* _Problem to work on_
Continue the bas-apres package metadata below from its last line, keeping its format, before the data that follows it.

* _Reading passage_
§ §
Metadata-Version: 2.1
Name: bas-apres
Version: 0.3.0
Summary: Package for working with BAS ApRES files
Home-page: https://github.com/antarctica/bas-apres
License: Apache-2.0
Author: Paul Breen
Author-email: pbree@bas.ac.uk
Requires-Python: >=3.8,<4.0
Classifier: License :: OSI Approved :: Apache Software License
Classifier: Programming Language :: Python :: 3
Classifier: Programming Language :: Python :: 3.8
Classifier: Programming Language :: Python :: 3.9
Classifier: Programming Language :: Python :: 3.10
Classifier: Programming Language :: Python :: 3.11
Provides-Extra: remote
Requires-Dist: fsspec (>=2024.10.0,<2025.0.0); extra == "remote"
Requires-Dist: matplotlib (>=3.4.3,<4.0.0)
Requires-Dist: netCDF4 (>=1.5.2,<2.0.0)
Requires-Dist: numpy (>=1.17.2,<2.0.0)
§ §
* _Recorded information_
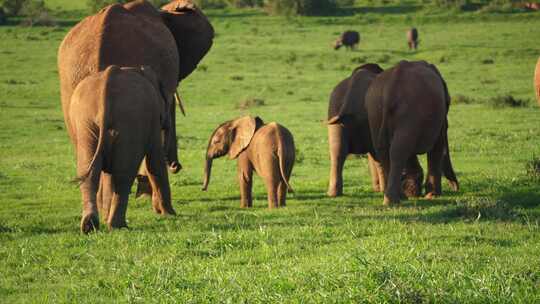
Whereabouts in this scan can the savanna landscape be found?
[0,0,540,303]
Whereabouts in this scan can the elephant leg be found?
[146,143,176,215]
[107,175,131,230]
[327,124,348,197]
[368,153,382,192]
[383,134,415,205]
[99,172,114,220]
[425,136,444,199]
[266,176,280,209]
[238,154,253,208]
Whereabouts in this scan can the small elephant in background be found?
[534,57,540,105]
[202,116,295,209]
[69,66,175,233]
[365,61,459,205]
[334,31,360,50]
[407,27,420,50]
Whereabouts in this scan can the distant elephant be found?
[407,27,420,50]
[365,61,459,205]
[327,63,453,197]
[534,58,540,105]
[69,66,175,233]
[203,116,295,208]
[58,0,214,180]
[327,63,383,197]
[334,31,360,50]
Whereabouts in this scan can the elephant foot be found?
[424,192,440,200]
[81,213,99,234]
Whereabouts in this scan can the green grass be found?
[0,0,540,303]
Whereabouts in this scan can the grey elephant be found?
[58,0,214,202]
[334,31,360,50]
[365,61,459,205]
[69,66,175,233]
[203,116,295,208]
[407,27,420,50]
[327,63,453,197]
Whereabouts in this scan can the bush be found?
[0,0,27,16]
[265,0,336,15]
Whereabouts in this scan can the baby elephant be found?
[69,66,174,233]
[334,31,360,50]
[203,116,295,208]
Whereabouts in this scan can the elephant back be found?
[58,1,179,134]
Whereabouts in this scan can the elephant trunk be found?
[202,156,212,191]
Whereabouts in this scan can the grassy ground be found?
[0,0,540,303]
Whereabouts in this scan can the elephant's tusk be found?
[174,91,186,116]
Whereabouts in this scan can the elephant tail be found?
[276,125,295,193]
[75,66,119,185]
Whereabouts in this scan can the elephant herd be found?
[58,0,536,233]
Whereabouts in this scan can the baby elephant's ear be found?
[229,116,260,159]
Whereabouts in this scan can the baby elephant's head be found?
[203,116,263,191]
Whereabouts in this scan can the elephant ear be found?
[229,116,262,159]
[160,0,214,81]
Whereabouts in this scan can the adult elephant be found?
[327,63,383,197]
[58,0,214,173]
[365,61,458,205]
[534,57,540,105]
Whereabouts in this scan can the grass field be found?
[0,0,540,303]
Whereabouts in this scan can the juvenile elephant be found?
[203,116,295,208]
[69,66,175,233]
[58,0,214,197]
[365,61,458,205]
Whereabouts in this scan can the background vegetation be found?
[0,0,540,303]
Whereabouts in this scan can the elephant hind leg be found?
[107,174,135,229]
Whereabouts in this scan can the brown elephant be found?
[203,116,295,208]
[58,0,214,188]
[365,61,459,205]
[534,57,540,105]
[69,66,175,233]
[407,27,420,50]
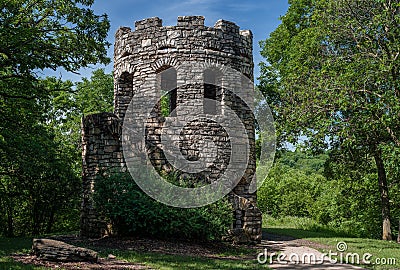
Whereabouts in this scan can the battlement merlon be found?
[114,16,253,61]
[115,16,252,36]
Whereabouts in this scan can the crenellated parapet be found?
[81,16,261,242]
[114,16,254,117]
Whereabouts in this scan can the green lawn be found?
[0,238,267,270]
[0,238,46,270]
[0,217,400,270]
[264,217,400,270]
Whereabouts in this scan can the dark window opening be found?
[203,69,222,115]
[159,67,177,117]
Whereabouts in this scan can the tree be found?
[259,0,400,240]
[0,0,110,235]
[0,0,110,99]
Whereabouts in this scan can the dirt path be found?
[259,233,364,270]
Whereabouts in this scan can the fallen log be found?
[32,239,98,262]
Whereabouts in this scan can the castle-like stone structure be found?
[81,16,261,242]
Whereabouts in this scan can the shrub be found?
[94,173,233,240]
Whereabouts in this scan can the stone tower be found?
[81,16,261,242]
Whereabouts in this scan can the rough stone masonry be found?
[80,16,261,242]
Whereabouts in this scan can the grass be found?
[264,216,400,270]
[0,238,267,270]
[0,238,47,270]
[99,250,260,270]
[0,216,400,270]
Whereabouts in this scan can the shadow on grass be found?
[263,228,352,240]
[99,250,260,270]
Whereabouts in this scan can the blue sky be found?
[44,0,288,81]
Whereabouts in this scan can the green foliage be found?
[257,164,325,217]
[258,151,392,238]
[0,0,110,235]
[94,173,233,239]
[259,0,400,239]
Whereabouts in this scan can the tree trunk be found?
[7,203,14,237]
[375,150,392,240]
[397,219,400,244]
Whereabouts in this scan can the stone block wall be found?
[80,113,124,238]
[81,16,261,241]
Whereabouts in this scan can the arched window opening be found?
[203,69,222,115]
[114,72,133,119]
[158,67,177,117]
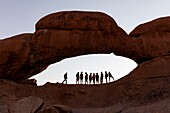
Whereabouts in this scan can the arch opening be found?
[30,53,137,86]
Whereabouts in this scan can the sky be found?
[0,0,170,85]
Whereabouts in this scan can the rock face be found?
[0,12,128,82]
[129,17,170,62]
[0,11,170,113]
[0,57,170,113]
[0,11,170,82]
[9,97,43,113]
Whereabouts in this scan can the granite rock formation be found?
[0,57,170,113]
[0,11,170,82]
[0,11,170,113]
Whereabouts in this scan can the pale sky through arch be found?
[0,0,170,85]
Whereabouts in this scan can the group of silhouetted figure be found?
[62,71,114,84]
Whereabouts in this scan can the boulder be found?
[37,106,60,113]
[129,17,170,63]
[53,105,73,113]
[0,11,170,83]
[20,79,37,86]
[9,96,44,113]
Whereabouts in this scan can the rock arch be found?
[0,11,170,82]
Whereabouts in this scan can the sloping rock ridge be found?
[0,11,170,113]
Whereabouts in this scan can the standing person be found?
[108,72,115,82]
[93,73,96,84]
[80,72,83,84]
[100,72,103,84]
[85,72,88,84]
[89,73,93,84]
[76,72,79,84]
[105,71,108,83]
[96,73,99,84]
[62,72,68,84]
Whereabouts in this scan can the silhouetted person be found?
[80,72,83,84]
[89,73,93,84]
[93,73,96,84]
[100,72,103,84]
[85,72,88,84]
[76,72,79,84]
[62,72,67,84]
[108,72,115,82]
[105,71,108,83]
[96,73,99,84]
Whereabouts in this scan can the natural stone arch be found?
[0,11,170,82]
[30,54,137,85]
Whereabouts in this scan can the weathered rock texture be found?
[0,57,170,113]
[0,11,170,113]
[9,96,44,113]
[129,17,170,62]
[0,11,170,82]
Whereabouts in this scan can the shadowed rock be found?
[0,56,170,113]
[0,11,170,82]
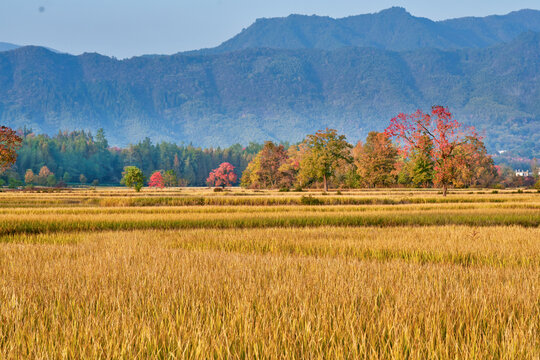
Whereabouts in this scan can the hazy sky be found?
[0,0,540,58]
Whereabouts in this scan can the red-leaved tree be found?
[148,171,165,189]
[0,126,22,172]
[385,106,478,196]
[206,163,238,187]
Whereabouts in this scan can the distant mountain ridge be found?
[0,42,20,51]
[202,7,540,54]
[0,9,540,157]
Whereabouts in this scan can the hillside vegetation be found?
[0,9,540,157]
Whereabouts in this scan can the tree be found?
[258,141,288,189]
[0,126,22,172]
[45,174,56,187]
[148,171,165,189]
[120,166,144,192]
[79,174,88,185]
[206,162,238,187]
[410,135,435,187]
[298,128,352,191]
[385,106,478,196]
[353,131,398,187]
[240,141,288,189]
[24,169,36,185]
[163,170,178,187]
[38,166,56,186]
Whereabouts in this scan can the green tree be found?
[163,170,178,187]
[240,141,289,189]
[299,128,352,191]
[120,166,144,192]
[46,174,56,187]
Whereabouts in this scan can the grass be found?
[0,189,540,359]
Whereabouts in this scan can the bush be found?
[300,195,323,205]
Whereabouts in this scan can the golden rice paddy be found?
[0,188,540,359]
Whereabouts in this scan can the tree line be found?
[0,129,262,186]
[0,106,537,195]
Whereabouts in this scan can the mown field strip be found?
[0,201,540,215]
[0,192,540,208]
[0,225,540,267]
[0,209,540,235]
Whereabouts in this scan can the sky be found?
[0,0,540,58]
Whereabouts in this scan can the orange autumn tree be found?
[385,105,480,196]
[206,162,238,187]
[0,126,22,172]
[353,131,398,187]
[148,171,165,189]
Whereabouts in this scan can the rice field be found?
[0,188,540,359]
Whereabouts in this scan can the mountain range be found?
[0,8,540,156]
[0,42,20,51]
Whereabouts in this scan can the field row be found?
§ §
* _Exercise response_
Project-URL: Documentation, https://raw.githubusercontent.com/antarctica/bas-apres/master/README.md
Project-URL: Repository, https://github.com/antarctica/bas-apres
Description-Content-Type: text/markdown

# apres

This project enables ApRES .dat files to be read, rewritten, and converted.

## The apres package

The apres package contains a number of classes for working with ApRES .dat files.

* The `ApRESBurst` class manages reading/writing a single burst block (the textual header and the binary data) from/to an opened ApRES .dat file.
* The `ApRESFile` class is a context manager for ApRES .dat files.  The class wraps the `ApRESBurst` class and can read a variable number of burst blocks from a file (i.e. a single burst file or a timeseries file).  It also contains methods for subsetting an ApRES file, and for converting the file to netCDF4.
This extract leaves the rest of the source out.